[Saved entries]
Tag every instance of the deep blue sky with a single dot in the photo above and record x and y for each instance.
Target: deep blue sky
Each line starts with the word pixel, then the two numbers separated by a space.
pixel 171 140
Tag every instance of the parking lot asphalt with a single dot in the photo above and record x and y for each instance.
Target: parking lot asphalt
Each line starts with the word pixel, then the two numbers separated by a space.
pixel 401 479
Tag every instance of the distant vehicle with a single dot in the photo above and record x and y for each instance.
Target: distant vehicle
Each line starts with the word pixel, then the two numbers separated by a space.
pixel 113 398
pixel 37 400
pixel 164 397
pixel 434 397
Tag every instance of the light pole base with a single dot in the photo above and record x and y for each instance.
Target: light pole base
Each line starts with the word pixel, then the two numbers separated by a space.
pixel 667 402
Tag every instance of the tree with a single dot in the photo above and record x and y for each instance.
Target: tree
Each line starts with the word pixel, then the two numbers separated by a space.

TASK REQUIREMENTS: The count of lines above that contain "parking" is all that should be given.

ANSWER AREA: 2